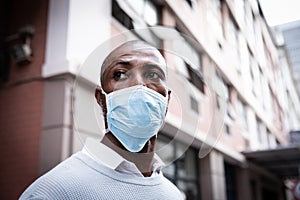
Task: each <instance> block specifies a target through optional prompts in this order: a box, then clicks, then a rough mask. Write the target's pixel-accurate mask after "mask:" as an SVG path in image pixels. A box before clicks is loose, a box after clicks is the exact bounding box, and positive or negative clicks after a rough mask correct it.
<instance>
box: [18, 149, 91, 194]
mask: <svg viewBox="0 0 300 200" xmlns="http://www.w3.org/2000/svg"><path fill="white" fill-rule="evenodd" d="M79 154H80V153H76V154H74V155H72V156H71V157H70V158H68V159H66V160H65V161H63V162H61V163H60V164H58V165H57V166H56V167H55V168H53V169H52V170H50V171H49V172H47V173H46V174H44V175H43V176H41V177H40V178H38V179H37V180H36V181H34V182H33V183H32V184H31V185H30V186H29V187H28V188H27V189H26V190H25V191H24V193H23V194H22V195H21V197H20V199H72V195H74V194H76V193H78V192H79V190H80V189H82V188H84V187H82V186H83V185H84V182H87V181H88V177H89V176H91V177H92V176H93V175H90V174H92V172H93V170H92V169H91V168H90V167H89V165H87V164H85V162H84V161H83V160H81V159H80V155H79Z"/></svg>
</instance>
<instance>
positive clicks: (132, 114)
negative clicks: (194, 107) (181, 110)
mask: <svg viewBox="0 0 300 200" xmlns="http://www.w3.org/2000/svg"><path fill="white" fill-rule="evenodd" d="M106 105H107V116H106V117H107V125H108V129H109V131H111V133H112V134H113V135H114V136H115V137H116V138H117V139H118V140H119V141H120V142H121V143H122V145H123V146H124V147H125V148H126V149H127V150H129V151H131V152H138V151H140V150H141V149H142V148H143V147H144V146H145V144H146V142H147V141H148V140H149V139H150V138H151V137H153V136H155V135H156V134H157V133H158V131H159V129H160V128H161V126H162V125H163V122H164V119H165V115H166V109H167V105H168V97H167V96H166V97H164V96H163V95H161V94H159V93H158V92H156V91H154V90H151V89H149V88H147V87H145V86H142V85H137V86H133V87H129V88H125V89H120V90H117V91H114V92H111V93H109V94H107V95H106Z"/></svg>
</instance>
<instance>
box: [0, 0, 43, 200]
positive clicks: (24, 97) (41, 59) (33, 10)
mask: <svg viewBox="0 0 300 200" xmlns="http://www.w3.org/2000/svg"><path fill="white" fill-rule="evenodd" d="M5 1H6V2H5V4H4V5H5V6H6V7H5V8H4V9H8V10H9V12H7V13H8V15H7V16H6V17H5V18H4V20H5V22H6V23H3V24H4V27H1V28H5V34H6V35H11V34H15V33H16V32H17V30H18V29H19V28H21V27H22V26H24V25H27V24H30V25H33V27H34V28H35V35H34V37H33V40H32V50H33V62H32V63H30V64H29V65H26V66H18V65H16V63H14V62H13V61H12V60H11V61H10V65H9V79H8V81H7V82H5V83H0V127H1V129H0V130H1V133H0V135H1V139H0V141H1V144H0V162H1V163H0V199H17V198H18V196H19V195H20V194H21V193H22V192H23V190H24V189H25V188H26V187H27V186H28V185H29V184H30V183H31V182H32V181H33V180H34V179H36V178H37V176H38V162H39V160H38V158H39V143H40V132H41V121H42V119H41V116H42V102H43V79H42V78H41V70H42V65H43V63H44V55H45V39H46V27H47V10H48V1H40V0H29V1H17V0H5ZM2 9H3V8H2Z"/></svg>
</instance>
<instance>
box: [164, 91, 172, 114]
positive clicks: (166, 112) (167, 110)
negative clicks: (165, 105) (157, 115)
mask: <svg viewBox="0 0 300 200" xmlns="http://www.w3.org/2000/svg"><path fill="white" fill-rule="evenodd" d="M171 93H172V91H171V89H168V105H167V110H166V114H165V115H167V113H168V108H169V103H170V99H171Z"/></svg>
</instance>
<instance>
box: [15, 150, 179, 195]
mask: <svg viewBox="0 0 300 200" xmlns="http://www.w3.org/2000/svg"><path fill="white" fill-rule="evenodd" d="M20 199H21V200H23V199H51V200H52V199H53V200H54V199H60V200H62V199H72V200H75V199H108V200H112V199H135V200H138V199H141V200H150V199H157V200H158V199H159V200H164V199H170V200H177V199H178V200H179V199H183V197H182V194H181V193H180V191H179V190H178V189H177V188H176V187H175V186H174V185H173V184H172V183H171V182H170V181H169V180H168V179H166V178H165V177H164V176H163V174H162V173H160V174H159V175H158V176H154V177H135V176H131V175H130V174H124V173H120V172H117V171H115V170H113V169H110V168H107V167H105V166H102V165H100V164H98V163H97V162H95V161H94V160H93V159H91V158H90V157H89V156H87V155H85V154H83V153H82V152H78V153H76V154H74V155H72V156H71V157H70V158H68V159H67V160H65V161H63V162H62V163H60V164H59V165H57V166H56V167H55V168H53V169H52V170H51V171H49V172H48V173H46V174H45V175H43V176H41V177H40V178H39V179H37V180H36V181H35V182H34V183H33V184H31V185H30V187H28V188H27V189H26V190H25V191H24V193H23V194H22V195H21V197H20Z"/></svg>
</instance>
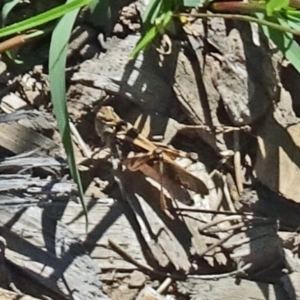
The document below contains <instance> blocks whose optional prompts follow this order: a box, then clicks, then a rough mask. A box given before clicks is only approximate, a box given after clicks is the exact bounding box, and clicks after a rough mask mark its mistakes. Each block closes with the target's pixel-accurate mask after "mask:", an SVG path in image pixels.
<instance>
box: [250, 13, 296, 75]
mask: <svg viewBox="0 0 300 300" xmlns="http://www.w3.org/2000/svg"><path fill="white" fill-rule="evenodd" d="M256 15H257V16H258V18H260V19H264V18H265V19H268V20H269V21H273V22H277V23H279V24H281V25H283V26H287V25H288V23H287V21H286V20H285V19H282V18H276V19H275V18H271V19H269V18H268V17H266V16H264V15H263V14H261V13H258V14H256ZM261 27H262V30H263V32H264V34H265V35H266V36H267V37H268V38H269V39H271V40H272V41H273V42H274V43H275V45H276V46H277V48H278V49H279V50H280V51H281V52H282V53H283V55H284V56H285V57H286V58H287V59H288V60H289V61H290V62H291V64H292V65H293V66H294V67H295V69H296V70H297V71H298V72H299V73H300V57H299V53H300V47H299V45H298V43H297V42H296V41H295V40H294V38H293V35H292V34H290V33H286V32H282V31H278V30H275V29H273V28H270V27H267V26H261Z"/></svg>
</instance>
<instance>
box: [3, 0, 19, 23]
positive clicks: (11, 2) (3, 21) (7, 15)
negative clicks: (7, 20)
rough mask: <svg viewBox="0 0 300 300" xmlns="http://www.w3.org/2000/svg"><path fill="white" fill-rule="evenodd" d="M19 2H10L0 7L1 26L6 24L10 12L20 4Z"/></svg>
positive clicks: (8, 1) (18, 1) (14, 0)
mask: <svg viewBox="0 0 300 300" xmlns="http://www.w3.org/2000/svg"><path fill="white" fill-rule="evenodd" d="M20 1H21V0H10V1H7V2H6V3H5V4H4V5H3V7H2V12H1V17H2V26H4V24H5V23H6V19H7V16H8V14H9V13H10V11H11V10H12V9H13V8H14V7H15V6H16V5H17V4H18V3H19V2H20Z"/></svg>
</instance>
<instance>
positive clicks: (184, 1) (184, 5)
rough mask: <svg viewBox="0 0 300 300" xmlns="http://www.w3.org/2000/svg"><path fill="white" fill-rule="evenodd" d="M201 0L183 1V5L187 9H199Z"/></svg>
mask: <svg viewBox="0 0 300 300" xmlns="http://www.w3.org/2000/svg"><path fill="white" fill-rule="evenodd" d="M200 4H201V1H200V0H183V5H184V6H186V7H197V6H200Z"/></svg>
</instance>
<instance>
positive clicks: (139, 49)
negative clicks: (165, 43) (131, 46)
mask: <svg viewBox="0 0 300 300" xmlns="http://www.w3.org/2000/svg"><path fill="white" fill-rule="evenodd" d="M172 16H173V12H172V11H168V12H166V13H164V14H162V15H161V16H160V17H159V18H157V19H156V21H155V25H154V26H152V27H151V28H150V30H148V31H147V32H146V33H144V35H143V36H142V37H141V38H140V40H139V41H138V43H137V44H136V46H135V48H134V49H133V51H132V52H131V54H130V56H129V59H134V58H136V57H137V55H138V54H139V52H140V51H142V50H145V49H146V48H147V47H148V46H149V45H150V44H151V42H152V41H153V40H154V39H155V37H156V36H157V34H158V33H161V34H162V33H163V32H164V30H165V28H166V27H167V26H168V24H169V23H170V21H171V20H172Z"/></svg>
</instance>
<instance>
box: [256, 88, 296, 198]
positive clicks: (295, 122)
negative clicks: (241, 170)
mask: <svg viewBox="0 0 300 300" xmlns="http://www.w3.org/2000/svg"><path fill="white" fill-rule="evenodd" d="M299 128H300V124H299V119H298V118H296V116H295V114H294V112H293V109H292V103H291V98H290V95H289V94H288V93H287V92H285V91H282V94H281V98H280V102H279V103H278V105H277V107H276V109H275V111H274V112H273V113H270V114H269V116H268V117H266V119H265V120H264V122H263V123H262V124H261V126H260V127H259V128H258V130H257V133H256V135H257V139H258V145H259V149H258V151H257V158H256V163H255V171H256V175H257V178H258V179H259V180H260V181H261V182H262V183H263V184H264V185H266V186H268V188H269V189H271V190H273V191H274V192H276V193H279V194H281V195H283V196H284V197H286V198H288V199H291V200H293V201H295V202H300V188H299V185H298V182H299V180H300V167H299V166H300V155H299V145H300V139H299V136H298V132H299ZM291 187H292V188H291Z"/></svg>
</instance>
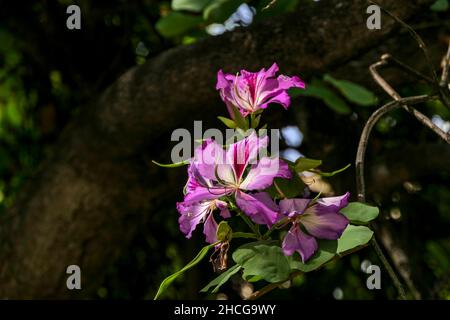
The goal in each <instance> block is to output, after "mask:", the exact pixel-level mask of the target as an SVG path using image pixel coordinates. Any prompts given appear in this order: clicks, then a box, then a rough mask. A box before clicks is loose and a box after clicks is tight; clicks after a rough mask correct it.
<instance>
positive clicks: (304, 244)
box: [282, 224, 318, 262]
mask: <svg viewBox="0 0 450 320" xmlns="http://www.w3.org/2000/svg"><path fill="white" fill-rule="evenodd" d="M282 248H283V252H284V254H285V255H287V256H291V255H292V254H293V253H294V252H295V251H297V252H298V253H299V254H300V257H301V258H302V261H303V262H306V261H307V260H308V259H309V258H311V256H312V255H313V254H314V252H316V250H317V248H318V245H317V241H316V239H314V237H311V236H310V235H307V234H306V233H304V232H303V231H302V230H301V229H300V226H299V225H298V224H294V225H292V227H291V229H290V230H289V231H288V233H287V234H286V236H285V237H284V240H283V244H282Z"/></svg>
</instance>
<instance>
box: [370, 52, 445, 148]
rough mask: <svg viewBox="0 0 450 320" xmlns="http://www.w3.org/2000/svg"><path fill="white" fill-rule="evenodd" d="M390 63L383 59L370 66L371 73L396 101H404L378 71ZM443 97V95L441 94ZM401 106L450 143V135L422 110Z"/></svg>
mask: <svg viewBox="0 0 450 320" xmlns="http://www.w3.org/2000/svg"><path fill="white" fill-rule="evenodd" d="M387 64H388V62H387V60H381V61H378V62H376V63H374V64H372V65H371V66H370V67H369V70H370V73H371V74H372V77H373V79H374V80H375V81H376V82H377V83H378V85H379V86H380V87H381V88H382V89H383V90H384V91H385V92H386V93H387V94H388V95H389V96H391V97H392V98H393V99H394V100H395V101H402V97H401V96H400V95H399V94H398V93H397V92H396V91H395V90H394V88H392V87H391V86H390V85H389V83H387V81H386V80H384V78H383V77H381V76H380V74H379V73H378V70H377V69H378V68H379V67H381V66H386V65H387ZM441 98H442V95H441ZM401 107H402V108H403V109H405V110H406V111H408V112H409V113H410V114H412V115H413V116H414V117H415V118H416V119H417V120H419V121H420V122H421V123H422V124H423V125H425V126H426V127H428V128H429V129H431V130H432V131H433V132H434V133H436V134H437V135H438V136H439V137H440V138H441V139H443V140H444V141H446V142H447V143H450V135H449V134H448V133H445V132H444V131H443V130H441V129H440V128H439V127H438V126H436V125H435V124H434V123H433V121H431V120H430V119H429V118H428V117H427V116H426V115H424V114H423V113H421V112H420V111H418V110H416V109H414V108H411V107H410V106H409V105H408V104H402V105H401Z"/></svg>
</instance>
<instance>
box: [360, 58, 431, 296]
mask: <svg viewBox="0 0 450 320" xmlns="http://www.w3.org/2000/svg"><path fill="white" fill-rule="evenodd" d="M380 63H383V62H379V64H380ZM380 78H381V77H380ZM381 80H382V81H384V79H382V78H381ZM388 88H390V86H389V85H388ZM394 93H395V91H394ZM432 98H433V97H430V96H428V95H423V96H416V97H409V98H404V99H399V100H397V101H392V102H389V103H387V104H385V105H384V106H382V107H381V108H379V109H378V110H376V111H375V112H374V113H373V114H372V115H371V116H370V118H369V119H368V120H367V123H366V125H365V126H364V129H363V132H362V133H361V138H360V140H359V144H358V150H357V152H356V161H355V166H356V188H357V194H358V200H359V201H360V202H366V187H365V180H364V157H365V154H366V149H367V144H368V141H369V137H370V133H371V132H372V129H373V127H374V126H375V124H376V123H377V122H378V120H379V119H380V118H381V117H382V116H383V115H385V114H386V113H388V112H390V111H392V110H395V109H398V108H401V107H403V106H404V105H408V104H416V103H421V102H425V101H428V100H431V99H432ZM371 244H372V246H373V248H374V249H375V252H376V254H377V255H378V257H379V258H380V260H381V262H382V263H383V265H384V267H385V269H386V270H387V272H388V274H389V276H390V277H391V279H392V281H393V283H394V286H395V287H396V288H397V291H398V293H399V295H400V298H401V299H403V300H406V294H405V291H404V289H403V285H402V284H401V282H400V280H399V278H398V276H397V274H396V272H395V271H394V269H393V268H392V266H391V265H390V263H389V261H388V260H387V259H386V257H385V256H384V254H383V251H382V250H381V248H380V246H379V245H378V242H377V240H376V238H375V236H374V237H372V239H371Z"/></svg>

_ _ _ _ _

In the data above, retype exactly and only the lines between the one holding "The goal in" and the one holding "box: [370, 52, 445, 148]", inclusive.

§ Written response
The goal in each <instance> block is to output, after "mask:", the exact pixel-level mask of the target as an SVG path using image pixel coordinates. Any prompts given appear in this order: clicks, then a box, then a rough mask. A box before clicks is loose and a box after clicks is tight; clicks after a rough mask correct it.
<instance>
positive clicks: (304, 244)
box: [282, 224, 318, 262]
mask: <svg viewBox="0 0 450 320" xmlns="http://www.w3.org/2000/svg"><path fill="white" fill-rule="evenodd" d="M282 248H283V252H284V254H285V255H287V256H291V255H292V254H293V253H294V252H295V251H297V252H298V253H299V254H300V257H301V258H302V261H303V262H306V261H307V260H308V259H309V258H311V256H312V255H313V254H314V252H316V250H317V248H318V245H317V241H316V239H314V237H311V236H310V235H307V234H306V233H304V232H303V231H302V230H301V229H300V226H299V225H298V224H294V225H292V227H291V229H290V230H289V231H288V233H287V234H286V236H285V237H284V240H283V244H282Z"/></svg>
</instance>
<instance>
box: [370, 52, 445, 148]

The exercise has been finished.